• [Work to complete]: Pull out every line of the data below and reproduce each one word for word.

··· Records for processing ···

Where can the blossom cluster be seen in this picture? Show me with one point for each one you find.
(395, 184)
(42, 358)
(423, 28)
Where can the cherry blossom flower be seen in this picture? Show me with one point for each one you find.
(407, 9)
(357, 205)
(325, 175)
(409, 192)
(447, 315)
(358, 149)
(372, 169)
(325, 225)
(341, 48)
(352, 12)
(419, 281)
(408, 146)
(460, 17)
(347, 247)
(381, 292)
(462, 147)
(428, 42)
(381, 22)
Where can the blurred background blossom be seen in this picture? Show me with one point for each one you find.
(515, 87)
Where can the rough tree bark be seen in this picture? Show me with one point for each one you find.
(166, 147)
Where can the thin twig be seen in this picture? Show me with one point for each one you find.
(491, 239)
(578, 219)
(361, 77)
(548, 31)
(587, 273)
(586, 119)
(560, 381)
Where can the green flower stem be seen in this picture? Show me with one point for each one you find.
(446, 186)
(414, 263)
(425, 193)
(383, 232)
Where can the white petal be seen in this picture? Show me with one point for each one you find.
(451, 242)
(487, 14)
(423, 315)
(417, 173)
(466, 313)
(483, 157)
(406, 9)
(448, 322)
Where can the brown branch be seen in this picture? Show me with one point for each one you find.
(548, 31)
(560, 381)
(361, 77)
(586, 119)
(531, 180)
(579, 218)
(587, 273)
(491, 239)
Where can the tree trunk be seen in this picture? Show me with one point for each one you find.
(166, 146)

···

• [Correct answer]:
Where can the blossom cluster be seen in this picture? Show me with one point for each one you find.
(395, 184)
(42, 358)
(423, 28)
Where can the cherry blossom flower be seen in this picture? Show me with one point for each one you find.
(407, 9)
(357, 205)
(325, 175)
(409, 192)
(447, 315)
(358, 149)
(372, 169)
(325, 225)
(341, 48)
(352, 12)
(419, 281)
(408, 146)
(460, 17)
(347, 247)
(381, 292)
(462, 147)
(428, 42)
(381, 22)
Where can the blurred background blossom be seen in this picture? Show me with one point for each one you find.
(515, 87)
Where can the rough tree bark be seen in this picture? Show me with one point for each one you find.
(166, 147)
Where can the thin twig be seen in this picture? Show me with one point for each one you find.
(491, 239)
(578, 219)
(361, 77)
(548, 31)
(587, 273)
(586, 119)
(560, 381)
Where can the green flower stem be seen in this picture? Show me with one point for each one you find.
(446, 186)
(414, 263)
(425, 193)
(383, 232)
Where can the white petal be seen in this picture? Show me with one point for each one you find.
(451, 242)
(487, 14)
(423, 315)
(417, 173)
(466, 313)
(483, 157)
(406, 9)
(448, 322)
Where can the brown branch be seen in this picture? Show me with one point for each one you find.
(548, 31)
(560, 381)
(361, 77)
(586, 119)
(531, 180)
(579, 218)
(587, 273)
(491, 239)
Where can the tree trunk be seen in this picture? Show me with one point for each one you find.
(166, 146)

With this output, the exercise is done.